◆ **Task inputs**:
BEGIN

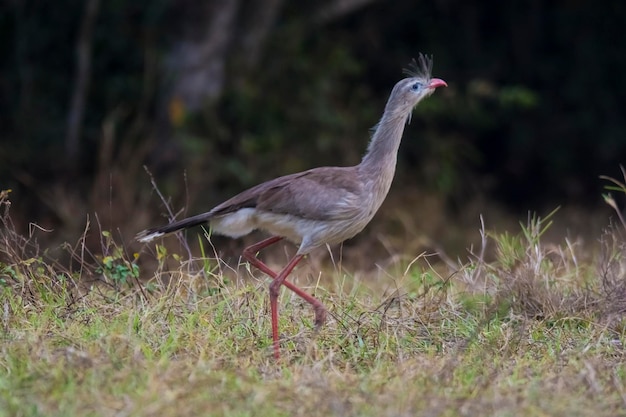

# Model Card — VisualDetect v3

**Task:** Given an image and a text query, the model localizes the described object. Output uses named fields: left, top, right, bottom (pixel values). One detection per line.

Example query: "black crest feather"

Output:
left=402, top=53, right=433, bottom=79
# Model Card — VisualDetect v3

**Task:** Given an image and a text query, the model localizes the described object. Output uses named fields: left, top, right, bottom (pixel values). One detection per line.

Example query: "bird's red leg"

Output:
left=242, top=236, right=284, bottom=262
left=267, top=254, right=304, bottom=359
left=243, top=237, right=327, bottom=359
left=243, top=237, right=327, bottom=326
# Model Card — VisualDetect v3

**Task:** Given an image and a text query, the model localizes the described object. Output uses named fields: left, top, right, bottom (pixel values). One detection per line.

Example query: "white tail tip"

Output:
left=136, top=231, right=164, bottom=243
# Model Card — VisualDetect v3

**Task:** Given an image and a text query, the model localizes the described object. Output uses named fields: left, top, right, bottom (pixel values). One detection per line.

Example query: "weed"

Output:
left=95, top=232, right=140, bottom=290
left=598, top=167, right=626, bottom=319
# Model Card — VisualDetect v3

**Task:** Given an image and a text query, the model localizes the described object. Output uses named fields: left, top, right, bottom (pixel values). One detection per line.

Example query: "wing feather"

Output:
left=210, top=167, right=362, bottom=221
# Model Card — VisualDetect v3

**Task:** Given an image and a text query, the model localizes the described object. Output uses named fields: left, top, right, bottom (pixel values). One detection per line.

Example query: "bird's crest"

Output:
left=402, top=53, right=433, bottom=80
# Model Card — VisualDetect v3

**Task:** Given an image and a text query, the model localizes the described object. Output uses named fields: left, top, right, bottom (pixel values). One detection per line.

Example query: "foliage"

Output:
left=1, top=187, right=626, bottom=416
left=2, top=1, right=626, bottom=241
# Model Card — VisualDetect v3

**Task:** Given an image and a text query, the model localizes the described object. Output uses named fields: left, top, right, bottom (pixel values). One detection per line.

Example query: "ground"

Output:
left=1, top=190, right=626, bottom=416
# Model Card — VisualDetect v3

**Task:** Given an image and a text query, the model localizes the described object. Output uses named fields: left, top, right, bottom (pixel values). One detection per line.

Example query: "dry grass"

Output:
left=2, top=187, right=626, bottom=417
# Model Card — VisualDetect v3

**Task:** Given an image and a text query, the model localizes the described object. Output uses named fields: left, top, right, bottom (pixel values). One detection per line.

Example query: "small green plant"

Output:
left=198, top=229, right=228, bottom=296
left=600, top=165, right=626, bottom=230
left=0, top=262, right=17, bottom=286
left=96, top=231, right=140, bottom=290
left=96, top=254, right=140, bottom=288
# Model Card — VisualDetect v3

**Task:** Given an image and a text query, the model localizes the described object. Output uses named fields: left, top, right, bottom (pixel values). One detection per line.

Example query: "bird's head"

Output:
left=385, top=54, right=447, bottom=119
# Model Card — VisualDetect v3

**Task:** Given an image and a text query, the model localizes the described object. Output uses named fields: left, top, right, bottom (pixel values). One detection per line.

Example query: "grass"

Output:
left=1, top=186, right=626, bottom=416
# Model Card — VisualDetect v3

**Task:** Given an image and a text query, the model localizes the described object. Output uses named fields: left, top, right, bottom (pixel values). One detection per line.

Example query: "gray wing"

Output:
left=210, top=166, right=363, bottom=221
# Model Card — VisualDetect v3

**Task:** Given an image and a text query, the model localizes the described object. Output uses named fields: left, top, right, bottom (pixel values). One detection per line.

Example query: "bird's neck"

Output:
left=358, top=112, right=409, bottom=191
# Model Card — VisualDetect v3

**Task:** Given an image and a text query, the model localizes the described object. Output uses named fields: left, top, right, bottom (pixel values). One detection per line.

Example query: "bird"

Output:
left=137, top=54, right=447, bottom=359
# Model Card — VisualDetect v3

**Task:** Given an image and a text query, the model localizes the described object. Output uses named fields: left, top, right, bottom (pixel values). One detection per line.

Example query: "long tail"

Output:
left=136, top=212, right=213, bottom=242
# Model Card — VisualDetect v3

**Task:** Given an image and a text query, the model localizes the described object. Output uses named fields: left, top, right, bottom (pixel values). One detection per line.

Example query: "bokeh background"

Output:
left=1, top=1, right=625, bottom=265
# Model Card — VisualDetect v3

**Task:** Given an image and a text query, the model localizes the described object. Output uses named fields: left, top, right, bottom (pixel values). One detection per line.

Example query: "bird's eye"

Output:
left=411, top=82, right=422, bottom=91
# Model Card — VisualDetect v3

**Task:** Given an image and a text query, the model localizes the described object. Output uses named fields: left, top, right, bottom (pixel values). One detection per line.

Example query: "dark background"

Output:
left=1, top=0, right=624, bottom=259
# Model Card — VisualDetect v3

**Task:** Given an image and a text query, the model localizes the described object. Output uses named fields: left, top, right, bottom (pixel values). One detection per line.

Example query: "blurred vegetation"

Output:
left=1, top=1, right=625, bottom=244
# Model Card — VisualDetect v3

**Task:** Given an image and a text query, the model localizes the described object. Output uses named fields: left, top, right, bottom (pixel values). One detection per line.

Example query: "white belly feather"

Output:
left=210, top=207, right=374, bottom=255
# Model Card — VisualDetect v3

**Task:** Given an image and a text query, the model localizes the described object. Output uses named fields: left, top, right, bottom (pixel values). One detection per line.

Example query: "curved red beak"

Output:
left=428, top=78, right=448, bottom=89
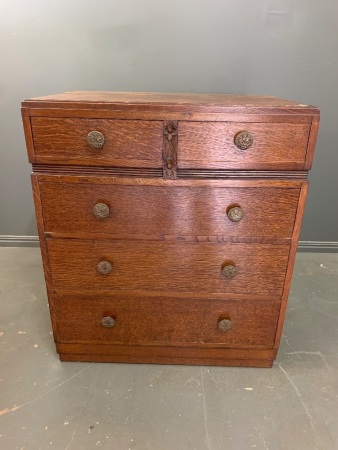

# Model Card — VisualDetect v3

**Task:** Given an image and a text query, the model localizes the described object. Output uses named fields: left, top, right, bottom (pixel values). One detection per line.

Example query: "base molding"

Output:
left=57, top=342, right=276, bottom=367
left=0, top=236, right=337, bottom=252
left=297, top=241, right=338, bottom=252
left=0, top=235, right=40, bottom=247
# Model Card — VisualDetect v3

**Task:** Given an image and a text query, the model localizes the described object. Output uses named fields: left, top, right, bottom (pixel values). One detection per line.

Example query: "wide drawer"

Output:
left=47, top=240, right=290, bottom=296
left=55, top=294, right=280, bottom=348
left=178, top=121, right=311, bottom=170
left=40, top=182, right=299, bottom=239
left=30, top=118, right=163, bottom=167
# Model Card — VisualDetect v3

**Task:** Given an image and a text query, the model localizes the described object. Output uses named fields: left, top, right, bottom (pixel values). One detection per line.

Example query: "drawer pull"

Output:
left=222, top=264, right=237, bottom=279
left=234, top=131, right=253, bottom=150
left=101, top=316, right=116, bottom=328
left=97, top=260, right=112, bottom=275
left=227, top=206, right=243, bottom=222
left=93, top=202, right=110, bottom=219
left=87, top=130, right=105, bottom=149
left=218, top=319, right=233, bottom=332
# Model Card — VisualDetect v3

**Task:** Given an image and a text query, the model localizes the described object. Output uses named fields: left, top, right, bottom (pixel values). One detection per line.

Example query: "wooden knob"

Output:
left=101, top=316, right=116, bottom=328
left=222, top=264, right=237, bottom=279
left=87, top=131, right=105, bottom=149
left=218, top=319, right=233, bottom=332
left=93, top=202, right=110, bottom=219
left=234, top=131, right=253, bottom=150
left=227, top=206, right=243, bottom=222
left=97, top=261, right=112, bottom=275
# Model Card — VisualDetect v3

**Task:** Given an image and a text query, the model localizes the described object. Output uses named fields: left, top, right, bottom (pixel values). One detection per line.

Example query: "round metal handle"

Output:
left=218, top=319, right=233, bottom=332
left=87, top=131, right=105, bottom=149
left=222, top=264, right=237, bottom=279
left=101, top=316, right=116, bottom=328
left=93, top=202, right=110, bottom=219
left=234, top=131, right=253, bottom=150
left=97, top=261, right=112, bottom=275
left=227, top=206, right=243, bottom=222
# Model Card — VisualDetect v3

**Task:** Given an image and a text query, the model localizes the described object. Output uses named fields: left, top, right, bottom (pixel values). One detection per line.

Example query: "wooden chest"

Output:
left=21, top=92, right=319, bottom=367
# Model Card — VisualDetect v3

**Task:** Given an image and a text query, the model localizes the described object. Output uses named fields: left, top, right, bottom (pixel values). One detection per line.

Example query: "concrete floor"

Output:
left=0, top=249, right=338, bottom=450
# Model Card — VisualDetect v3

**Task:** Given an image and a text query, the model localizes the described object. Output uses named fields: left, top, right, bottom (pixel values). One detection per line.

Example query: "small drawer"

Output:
left=30, top=117, right=163, bottom=167
left=47, top=239, right=290, bottom=296
left=178, top=121, right=311, bottom=170
left=39, top=181, right=300, bottom=239
left=55, top=294, right=280, bottom=348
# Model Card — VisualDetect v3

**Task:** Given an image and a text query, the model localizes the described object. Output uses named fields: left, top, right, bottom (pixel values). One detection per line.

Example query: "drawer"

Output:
left=178, top=121, right=311, bottom=170
left=55, top=294, right=280, bottom=348
left=40, top=182, right=299, bottom=239
left=31, top=118, right=163, bottom=167
left=47, top=240, right=290, bottom=296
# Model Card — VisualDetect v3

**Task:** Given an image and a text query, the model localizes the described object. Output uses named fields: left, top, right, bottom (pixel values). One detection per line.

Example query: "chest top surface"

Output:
left=22, top=91, right=318, bottom=114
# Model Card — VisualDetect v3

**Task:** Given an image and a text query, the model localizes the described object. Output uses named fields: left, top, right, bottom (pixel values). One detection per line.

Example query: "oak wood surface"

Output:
left=56, top=342, right=276, bottom=366
left=59, top=353, right=274, bottom=367
left=39, top=182, right=300, bottom=239
left=31, top=117, right=163, bottom=167
left=178, top=121, right=310, bottom=170
left=22, top=91, right=319, bottom=367
left=55, top=295, right=280, bottom=348
left=27, top=108, right=315, bottom=123
left=22, top=92, right=319, bottom=118
left=47, top=239, right=290, bottom=296
left=34, top=174, right=303, bottom=188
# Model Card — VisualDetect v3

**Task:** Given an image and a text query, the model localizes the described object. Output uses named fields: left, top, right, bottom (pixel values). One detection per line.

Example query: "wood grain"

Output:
left=39, top=182, right=300, bottom=239
left=47, top=240, right=290, bottom=296
left=178, top=121, right=310, bottom=170
left=55, top=294, right=280, bottom=348
left=27, top=108, right=315, bottom=122
left=31, top=117, right=163, bottom=167
left=57, top=343, right=276, bottom=367
left=34, top=174, right=303, bottom=189
left=22, top=91, right=320, bottom=367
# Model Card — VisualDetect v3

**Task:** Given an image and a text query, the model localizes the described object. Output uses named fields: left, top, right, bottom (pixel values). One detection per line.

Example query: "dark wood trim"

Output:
left=57, top=342, right=276, bottom=367
left=44, top=232, right=292, bottom=245
left=178, top=169, right=308, bottom=180
left=32, top=164, right=308, bottom=180
left=31, top=173, right=304, bottom=188
left=25, top=107, right=315, bottom=122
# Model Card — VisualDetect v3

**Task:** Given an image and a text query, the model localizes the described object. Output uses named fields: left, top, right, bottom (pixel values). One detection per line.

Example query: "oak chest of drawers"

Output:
left=22, top=92, right=319, bottom=367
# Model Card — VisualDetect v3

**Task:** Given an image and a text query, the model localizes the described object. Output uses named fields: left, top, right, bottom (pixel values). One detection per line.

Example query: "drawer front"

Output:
left=40, top=182, right=299, bottom=239
left=178, top=122, right=310, bottom=169
left=31, top=118, right=163, bottom=167
left=47, top=240, right=290, bottom=296
left=55, top=294, right=280, bottom=348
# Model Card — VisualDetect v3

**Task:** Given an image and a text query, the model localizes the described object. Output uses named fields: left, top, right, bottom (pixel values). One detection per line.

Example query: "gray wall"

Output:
left=1, top=0, right=337, bottom=244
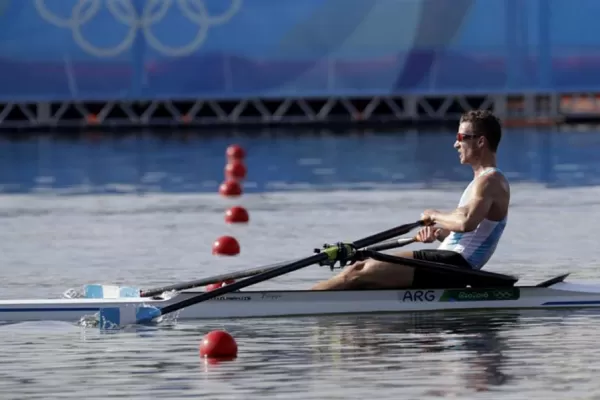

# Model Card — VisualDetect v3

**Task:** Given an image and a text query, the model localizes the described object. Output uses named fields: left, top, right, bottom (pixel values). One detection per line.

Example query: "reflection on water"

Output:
left=280, top=311, right=516, bottom=392
left=2, top=128, right=600, bottom=194
left=5, top=308, right=597, bottom=399
left=171, top=310, right=600, bottom=398
left=192, top=309, right=600, bottom=398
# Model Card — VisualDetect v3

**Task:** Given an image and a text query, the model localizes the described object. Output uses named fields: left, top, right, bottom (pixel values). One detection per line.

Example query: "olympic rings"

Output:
left=34, top=0, right=242, bottom=57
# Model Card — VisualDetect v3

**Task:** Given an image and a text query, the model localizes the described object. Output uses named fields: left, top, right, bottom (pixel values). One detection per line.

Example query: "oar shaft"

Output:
left=366, top=237, right=416, bottom=252
left=353, top=221, right=422, bottom=249
left=158, top=252, right=327, bottom=315
left=154, top=220, right=424, bottom=318
left=141, top=235, right=419, bottom=297
left=140, top=261, right=287, bottom=297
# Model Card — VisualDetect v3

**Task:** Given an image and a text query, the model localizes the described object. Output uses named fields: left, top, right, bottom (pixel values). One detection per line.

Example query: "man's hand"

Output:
left=420, top=209, right=439, bottom=226
left=415, top=226, right=442, bottom=243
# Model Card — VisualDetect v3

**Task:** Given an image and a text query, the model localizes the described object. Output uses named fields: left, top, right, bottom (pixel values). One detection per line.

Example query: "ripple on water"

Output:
left=0, top=310, right=597, bottom=399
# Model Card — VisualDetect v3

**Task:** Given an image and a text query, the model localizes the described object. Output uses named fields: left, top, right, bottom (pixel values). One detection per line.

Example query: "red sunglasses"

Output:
left=456, top=133, right=481, bottom=142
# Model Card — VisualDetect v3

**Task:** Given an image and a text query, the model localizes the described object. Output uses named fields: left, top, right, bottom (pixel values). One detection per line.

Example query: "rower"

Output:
left=312, top=110, right=510, bottom=290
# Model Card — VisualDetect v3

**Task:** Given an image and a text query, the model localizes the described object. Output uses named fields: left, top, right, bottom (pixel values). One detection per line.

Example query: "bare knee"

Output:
left=342, top=260, right=370, bottom=274
left=311, top=259, right=373, bottom=290
left=341, top=259, right=380, bottom=285
left=342, top=259, right=374, bottom=274
left=344, top=258, right=414, bottom=289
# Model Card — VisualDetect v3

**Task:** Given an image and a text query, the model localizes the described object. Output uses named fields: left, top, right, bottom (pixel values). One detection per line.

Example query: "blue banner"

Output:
left=1, top=0, right=600, bottom=102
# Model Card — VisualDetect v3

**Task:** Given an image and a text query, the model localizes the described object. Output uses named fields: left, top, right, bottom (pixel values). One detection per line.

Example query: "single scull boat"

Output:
left=3, top=221, right=596, bottom=328
left=1, top=274, right=599, bottom=323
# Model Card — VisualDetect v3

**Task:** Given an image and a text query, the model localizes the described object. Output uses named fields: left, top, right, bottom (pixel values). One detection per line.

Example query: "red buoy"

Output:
left=225, top=160, right=247, bottom=181
left=226, top=144, right=245, bottom=161
left=219, top=180, right=242, bottom=197
left=212, top=236, right=240, bottom=256
left=225, top=206, right=249, bottom=224
left=199, top=330, right=238, bottom=359
left=205, top=282, right=223, bottom=291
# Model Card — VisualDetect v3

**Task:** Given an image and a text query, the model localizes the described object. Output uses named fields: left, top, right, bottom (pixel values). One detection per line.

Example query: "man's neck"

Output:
left=471, top=154, right=497, bottom=177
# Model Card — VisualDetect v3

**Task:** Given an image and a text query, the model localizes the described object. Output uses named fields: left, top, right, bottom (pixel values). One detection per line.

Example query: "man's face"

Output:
left=454, top=122, right=482, bottom=164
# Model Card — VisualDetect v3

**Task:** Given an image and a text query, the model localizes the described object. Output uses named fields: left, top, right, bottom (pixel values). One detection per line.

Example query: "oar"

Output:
left=84, top=261, right=300, bottom=299
left=363, top=250, right=519, bottom=286
left=139, top=236, right=418, bottom=297
left=139, top=261, right=291, bottom=298
left=99, top=220, right=425, bottom=328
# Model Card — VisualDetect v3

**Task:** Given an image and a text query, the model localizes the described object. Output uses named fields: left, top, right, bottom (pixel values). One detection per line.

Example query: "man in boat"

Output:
left=312, top=109, right=510, bottom=290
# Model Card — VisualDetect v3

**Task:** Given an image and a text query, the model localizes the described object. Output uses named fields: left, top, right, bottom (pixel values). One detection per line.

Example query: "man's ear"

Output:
left=478, top=136, right=486, bottom=149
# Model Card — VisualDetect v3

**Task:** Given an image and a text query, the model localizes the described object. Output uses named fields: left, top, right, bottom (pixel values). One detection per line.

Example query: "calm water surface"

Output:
left=1, top=128, right=600, bottom=399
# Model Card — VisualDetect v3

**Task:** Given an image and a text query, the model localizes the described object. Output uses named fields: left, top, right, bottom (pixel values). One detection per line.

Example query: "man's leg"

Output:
left=311, top=250, right=417, bottom=290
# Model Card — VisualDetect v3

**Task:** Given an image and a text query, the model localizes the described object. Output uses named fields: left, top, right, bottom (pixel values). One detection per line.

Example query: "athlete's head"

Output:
left=454, top=110, right=502, bottom=164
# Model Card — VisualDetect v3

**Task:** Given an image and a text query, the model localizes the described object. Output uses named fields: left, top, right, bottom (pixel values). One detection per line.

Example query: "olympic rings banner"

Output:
left=0, top=0, right=600, bottom=102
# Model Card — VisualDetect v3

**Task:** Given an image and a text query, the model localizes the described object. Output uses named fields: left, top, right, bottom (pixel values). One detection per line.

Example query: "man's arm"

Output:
left=434, top=228, right=450, bottom=241
left=426, top=175, right=497, bottom=233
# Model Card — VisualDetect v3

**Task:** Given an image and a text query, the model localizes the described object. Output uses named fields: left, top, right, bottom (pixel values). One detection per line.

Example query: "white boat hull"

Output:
left=1, top=281, right=600, bottom=323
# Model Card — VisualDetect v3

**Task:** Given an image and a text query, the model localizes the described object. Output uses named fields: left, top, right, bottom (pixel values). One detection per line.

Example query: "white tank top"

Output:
left=437, top=167, right=507, bottom=270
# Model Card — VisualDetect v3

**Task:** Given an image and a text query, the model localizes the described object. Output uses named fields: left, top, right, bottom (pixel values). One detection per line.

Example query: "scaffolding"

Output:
left=1, top=92, right=599, bottom=131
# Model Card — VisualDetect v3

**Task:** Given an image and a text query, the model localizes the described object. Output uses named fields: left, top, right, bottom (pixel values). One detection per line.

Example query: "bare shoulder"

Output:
left=475, top=170, right=510, bottom=197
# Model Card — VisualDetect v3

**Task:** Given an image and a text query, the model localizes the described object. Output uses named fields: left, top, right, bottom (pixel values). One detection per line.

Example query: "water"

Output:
left=1, top=127, right=600, bottom=399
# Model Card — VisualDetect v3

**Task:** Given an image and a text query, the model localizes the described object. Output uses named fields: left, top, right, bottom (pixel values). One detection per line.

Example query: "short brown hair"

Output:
left=460, top=110, right=502, bottom=152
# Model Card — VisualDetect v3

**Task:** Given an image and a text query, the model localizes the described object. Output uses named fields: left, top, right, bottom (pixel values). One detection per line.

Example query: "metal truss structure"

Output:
left=1, top=93, right=599, bottom=131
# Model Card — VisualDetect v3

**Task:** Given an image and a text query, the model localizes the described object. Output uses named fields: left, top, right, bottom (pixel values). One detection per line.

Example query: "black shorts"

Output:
left=411, top=249, right=473, bottom=289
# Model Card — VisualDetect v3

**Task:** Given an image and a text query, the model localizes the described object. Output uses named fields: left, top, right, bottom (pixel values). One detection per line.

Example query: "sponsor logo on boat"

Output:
left=440, top=288, right=520, bottom=302
left=399, top=290, right=436, bottom=302
left=213, top=295, right=252, bottom=301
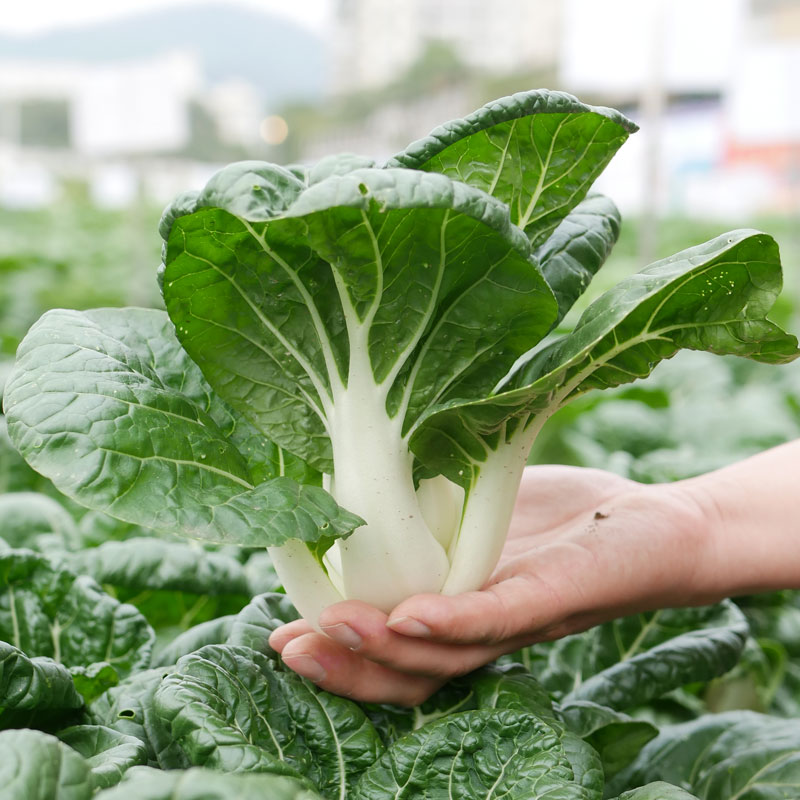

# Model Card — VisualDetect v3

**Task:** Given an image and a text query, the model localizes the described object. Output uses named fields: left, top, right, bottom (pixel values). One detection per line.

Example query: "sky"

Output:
left=0, top=0, right=333, bottom=35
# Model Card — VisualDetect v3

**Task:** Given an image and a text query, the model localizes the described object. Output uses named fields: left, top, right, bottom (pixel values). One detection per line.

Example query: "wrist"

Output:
left=676, top=453, right=797, bottom=599
left=669, top=473, right=735, bottom=603
left=641, top=479, right=727, bottom=606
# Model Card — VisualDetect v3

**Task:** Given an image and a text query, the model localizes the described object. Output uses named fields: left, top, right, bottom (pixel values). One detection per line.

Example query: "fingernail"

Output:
left=282, top=654, right=326, bottom=682
left=386, top=616, right=432, bottom=638
left=320, top=622, right=362, bottom=650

END

Filter the records above, keeping each line that contains the word "background".

◆ **Response to the exercise**:
Example query: "bokeh background"
Example query: "dark background"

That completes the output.